### Activities
1. For the inheritance rules passage, decide whether each statement agrees with it, answering yes or no and quoting the deciding words: (a) psychopaths have become extinct; (b) IQ tests today are a good predictor of an individual's success in society; (c) intelligence, as given by brain size, may have peaked when humans were hunter gatherers.
2. List every aspect of intelligence that the inheritance rules passage says IQ tests probably fail to capture.
3. Please carry on the inheritance rules passage from its final sentence, in the same style.

### Selected excerpt
·····
Inheritance rules

Genes surely define the behavioural envelope within which an individual can operate. This envelope, though, is quite wide. Nevertheless, one would think that after some 10,000 generations of evolution as anatomically modern humans, living in societies where cooperation is primal, that all those beneficial behavioural traits which had a genetic component, would have by now been selected. But psychopaths are not extinct, anti-social behaviour is very common and compassion is not a survival trait to be selected for. Barbarism has not been deselected by evolution. It could be that the same genes which give religious fanaticism also give rise to artistic creativity.

One would also have expected that the intelligence we credit humans with, and see as a key differentiating factor from other creatures, would also have been selected as a trait. Of course intelligence is not so easily defined and it certainly is not just the result of an IQ test. There are suggestions, from brain size measurements, that intelligence, as given by brain size, peaked when we were still hunter gatherers, possibly because that was when individuals needed to be very autonomous and – by inference – quite selfish to survive.  IQ tests today are not a good predictor of the success of an individual in society, probably because the test does not capture those aspects of intelligence that have to do with leadership, team work or entrepreneurial ability.
·····
Records excerpted from a collection
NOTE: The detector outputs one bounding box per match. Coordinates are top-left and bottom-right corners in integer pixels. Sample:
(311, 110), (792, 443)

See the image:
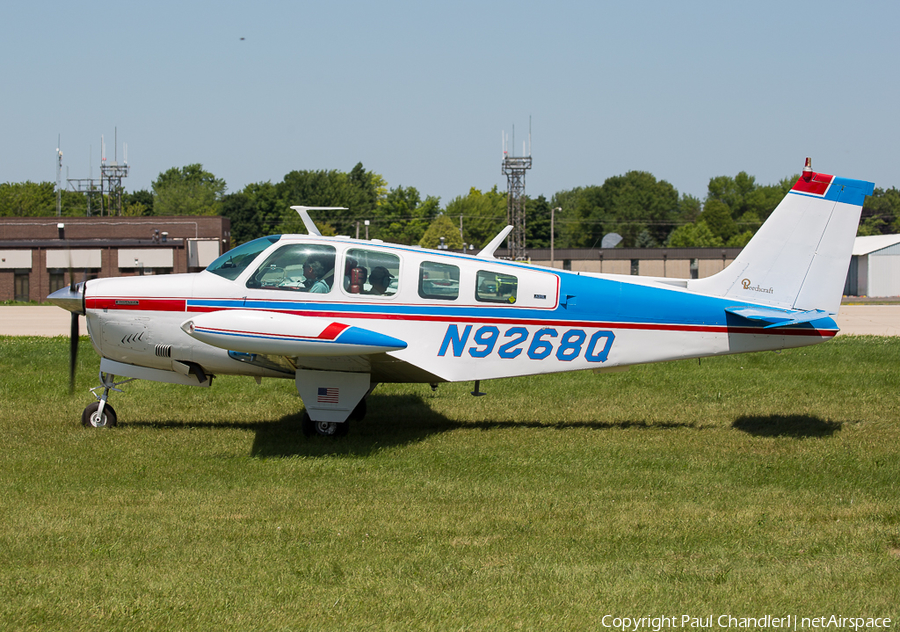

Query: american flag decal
(316, 388), (340, 404)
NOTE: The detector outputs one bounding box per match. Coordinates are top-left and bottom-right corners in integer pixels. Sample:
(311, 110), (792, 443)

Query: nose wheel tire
(81, 402), (117, 428)
(300, 412), (350, 437)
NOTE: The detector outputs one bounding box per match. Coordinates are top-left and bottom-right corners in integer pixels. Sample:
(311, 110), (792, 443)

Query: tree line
(0, 163), (900, 250)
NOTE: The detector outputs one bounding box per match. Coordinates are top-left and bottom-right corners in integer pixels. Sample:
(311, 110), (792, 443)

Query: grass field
(0, 337), (900, 630)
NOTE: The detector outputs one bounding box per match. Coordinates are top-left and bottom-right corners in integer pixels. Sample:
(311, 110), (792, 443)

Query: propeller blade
(69, 312), (78, 395)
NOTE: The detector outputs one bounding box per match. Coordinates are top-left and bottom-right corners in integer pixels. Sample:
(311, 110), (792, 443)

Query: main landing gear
(81, 371), (135, 428)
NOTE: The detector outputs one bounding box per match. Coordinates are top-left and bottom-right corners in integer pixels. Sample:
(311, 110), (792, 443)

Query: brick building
(0, 216), (231, 301)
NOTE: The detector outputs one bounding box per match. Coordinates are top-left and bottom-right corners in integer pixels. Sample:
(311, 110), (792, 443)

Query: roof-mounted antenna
(291, 206), (347, 237)
(475, 226), (512, 259)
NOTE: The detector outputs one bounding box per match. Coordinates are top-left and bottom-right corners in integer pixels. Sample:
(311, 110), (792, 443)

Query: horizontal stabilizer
(181, 309), (406, 357)
(725, 307), (834, 329)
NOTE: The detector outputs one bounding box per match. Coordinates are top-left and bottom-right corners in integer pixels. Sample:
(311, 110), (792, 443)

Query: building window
(15, 270), (31, 301)
(50, 270), (66, 294)
(419, 261), (459, 301)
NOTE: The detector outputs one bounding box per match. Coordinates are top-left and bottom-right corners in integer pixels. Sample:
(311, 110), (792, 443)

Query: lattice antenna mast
(503, 121), (531, 261)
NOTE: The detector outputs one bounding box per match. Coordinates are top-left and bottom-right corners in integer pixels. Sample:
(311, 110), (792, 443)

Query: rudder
(688, 159), (875, 314)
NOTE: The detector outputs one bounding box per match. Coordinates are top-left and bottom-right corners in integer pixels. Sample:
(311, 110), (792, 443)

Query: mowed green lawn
(0, 337), (900, 630)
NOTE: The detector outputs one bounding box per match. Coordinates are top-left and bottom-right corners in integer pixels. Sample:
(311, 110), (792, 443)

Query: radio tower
(503, 120), (531, 261)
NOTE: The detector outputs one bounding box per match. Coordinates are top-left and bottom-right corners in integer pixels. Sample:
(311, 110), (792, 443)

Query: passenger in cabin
(366, 266), (394, 295)
(303, 257), (331, 294)
(344, 257), (359, 292)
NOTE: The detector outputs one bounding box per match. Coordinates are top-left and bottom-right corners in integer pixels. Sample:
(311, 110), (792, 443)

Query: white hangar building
(844, 235), (900, 297)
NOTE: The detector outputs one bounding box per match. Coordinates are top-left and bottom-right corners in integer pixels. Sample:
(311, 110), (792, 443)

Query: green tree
(222, 191), (263, 246)
(666, 220), (725, 248)
(275, 163), (386, 235)
(550, 187), (597, 248)
(443, 186), (506, 249)
(419, 214), (463, 250)
(525, 195), (556, 249)
(369, 187), (440, 245)
(553, 171), (683, 248)
(152, 164), (226, 215)
(698, 199), (737, 243)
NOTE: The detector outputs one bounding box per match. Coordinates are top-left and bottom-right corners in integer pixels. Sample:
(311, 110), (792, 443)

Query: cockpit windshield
(206, 235), (281, 281)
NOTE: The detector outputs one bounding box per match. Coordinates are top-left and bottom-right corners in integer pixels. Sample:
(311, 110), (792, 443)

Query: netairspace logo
(600, 614), (891, 632)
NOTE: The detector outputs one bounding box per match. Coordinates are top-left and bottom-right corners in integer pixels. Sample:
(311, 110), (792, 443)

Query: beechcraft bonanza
(48, 159), (874, 435)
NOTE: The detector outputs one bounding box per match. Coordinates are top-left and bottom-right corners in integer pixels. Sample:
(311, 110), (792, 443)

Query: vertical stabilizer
(688, 159), (875, 314)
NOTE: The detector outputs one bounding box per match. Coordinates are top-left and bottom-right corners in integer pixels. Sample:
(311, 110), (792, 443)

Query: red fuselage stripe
(85, 297), (838, 340)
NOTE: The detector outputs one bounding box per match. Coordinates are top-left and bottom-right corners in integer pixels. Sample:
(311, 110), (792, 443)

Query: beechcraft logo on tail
(741, 279), (775, 294)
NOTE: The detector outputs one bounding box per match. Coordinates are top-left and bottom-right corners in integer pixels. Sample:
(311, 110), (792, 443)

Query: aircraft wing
(181, 309), (407, 357)
(725, 307), (834, 329)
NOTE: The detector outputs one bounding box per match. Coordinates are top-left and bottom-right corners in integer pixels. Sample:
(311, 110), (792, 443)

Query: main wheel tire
(81, 402), (118, 428)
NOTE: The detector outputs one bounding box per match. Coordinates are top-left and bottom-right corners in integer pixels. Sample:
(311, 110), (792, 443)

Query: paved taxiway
·····
### Expected outputs
1.
(a) No: "But psychopaths are not extinct"
(b) No: "IQ tests today are not a good predictor of the success of an individual in society"
(c) Yes: "intelligence, as given by brain size, peaked when we were still hunter gatherers"

2. leadership; team work; entrepreneurial ability

3.
There was a time when light and dark were outside human control. So far we have left evolution to take its slow, natural, wasteful, trial and error course. But the speed of natural selection is now completely out of sync with the speed of change. The few attempts to guide evolution have been discredited by the manner in which they have been applied. They have been based on the principles we have used to breed livestock and dogs by terminating unwanted characteristics and only allowing individuals with desired characteristics to have progeny. The Nazi experiments with eugenics and even Margaret Sanger’s objectives of controlling the black population in the US (by making abortions freely available) were horrible (still are in some instances), in their manner of execution. But the idea of guiding our own evolution is still sound and an idea whose time has still to come. We are already tinkering with eugenics – though in a very amateurish way – when foetuses are aborted, or IVF is used, or when sperm banks are drawn upon, or fertility drugs or surrogacy are employed. Now, we have a sort of eugenics by default. When foetuses are screened genetically as a matter of course, and when genetic manipulation and correction becomes possible then eugenics will have properly arrived.